▶ [SUPPLIED RECORDS]:
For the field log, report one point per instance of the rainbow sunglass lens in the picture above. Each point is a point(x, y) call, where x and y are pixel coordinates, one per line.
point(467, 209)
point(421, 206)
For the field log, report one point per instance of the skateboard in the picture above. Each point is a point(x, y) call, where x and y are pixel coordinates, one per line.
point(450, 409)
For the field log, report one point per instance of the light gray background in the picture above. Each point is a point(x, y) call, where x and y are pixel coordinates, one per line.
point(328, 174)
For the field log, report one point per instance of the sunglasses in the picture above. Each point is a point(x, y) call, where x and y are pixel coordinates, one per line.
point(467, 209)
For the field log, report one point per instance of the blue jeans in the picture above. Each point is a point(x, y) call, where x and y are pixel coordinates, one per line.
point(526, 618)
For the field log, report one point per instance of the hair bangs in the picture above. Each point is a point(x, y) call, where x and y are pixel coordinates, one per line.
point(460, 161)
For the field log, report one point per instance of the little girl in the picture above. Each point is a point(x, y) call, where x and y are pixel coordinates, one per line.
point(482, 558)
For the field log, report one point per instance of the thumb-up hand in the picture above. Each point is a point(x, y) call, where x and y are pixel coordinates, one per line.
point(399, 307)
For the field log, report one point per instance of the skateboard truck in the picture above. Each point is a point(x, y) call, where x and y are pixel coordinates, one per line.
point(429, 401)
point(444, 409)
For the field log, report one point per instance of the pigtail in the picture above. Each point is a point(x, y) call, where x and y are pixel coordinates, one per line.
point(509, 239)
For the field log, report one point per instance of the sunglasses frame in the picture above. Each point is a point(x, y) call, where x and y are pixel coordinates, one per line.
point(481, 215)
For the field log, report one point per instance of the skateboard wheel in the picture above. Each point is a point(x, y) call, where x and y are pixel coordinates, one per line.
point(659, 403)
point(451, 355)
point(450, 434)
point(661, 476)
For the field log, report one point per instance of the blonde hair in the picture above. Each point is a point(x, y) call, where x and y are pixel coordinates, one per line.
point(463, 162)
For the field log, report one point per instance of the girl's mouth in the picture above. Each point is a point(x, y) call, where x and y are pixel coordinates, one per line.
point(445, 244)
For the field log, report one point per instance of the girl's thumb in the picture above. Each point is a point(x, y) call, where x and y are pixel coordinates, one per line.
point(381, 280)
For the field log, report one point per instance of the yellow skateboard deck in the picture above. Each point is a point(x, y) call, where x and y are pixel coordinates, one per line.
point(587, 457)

▶ [YOUR TASK]: Can you write out the listing above word for word, starting from its first line up to and including the line with "point(399, 307)"?

▶ [RESULT OF THE EXERCISE]:
For the field log, report one point per instance of the rainbow sunglass lens in the picture above. Each point is a point(x, y) call, where x and y are pixel coordinates, one per line.
point(467, 209)
point(421, 206)
For the field log, report one point per instance of the skateboard in the picture above. Each point is a point(x, y) call, where x and y are pixel coordinates, one per line.
point(450, 409)
For the field log, report one point per instance of the light gray background in the picture above. Each point is a point(x, y) call, where x and y are pixel coordinates, one per line.
point(328, 174)
For the field log, report one point per instance of the sunglasses in the picture above. Each point is a point(x, y) call, where x and y are pixel coordinates, one per line.
point(467, 209)
For the field log, report one point per instance of the blue jeans in the picture above. Each point is a point(x, y) call, where x and y are pixel coordinates, one per line.
point(526, 618)
For the field log, report one point per instance of the hair bangs in the picture above. Each point is a point(x, y) call, where x and y are pixel coordinates, one per line.
point(460, 161)
For the field log, report one point per instance of the little girl in the picture above. Each point is a point(x, y) call, where x and y are pixel coordinates, one per line.
point(482, 558)
For the field log, report one point per instance of the thumb-up hand in the picture above. Each point is a point(x, y) call, where x and y are pixel coordinates, one per line.
point(399, 307)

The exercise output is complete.